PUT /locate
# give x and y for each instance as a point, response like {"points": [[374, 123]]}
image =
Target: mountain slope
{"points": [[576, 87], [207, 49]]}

********

# [Exercise objective]
All records above are to be returned exactly as given.

# [Your response]
PUT /locate
# give x and y for each instance as a point, response like {"points": [[374, 123]]}
image =
Target: mountain slope
{"points": [[576, 87], [207, 49]]}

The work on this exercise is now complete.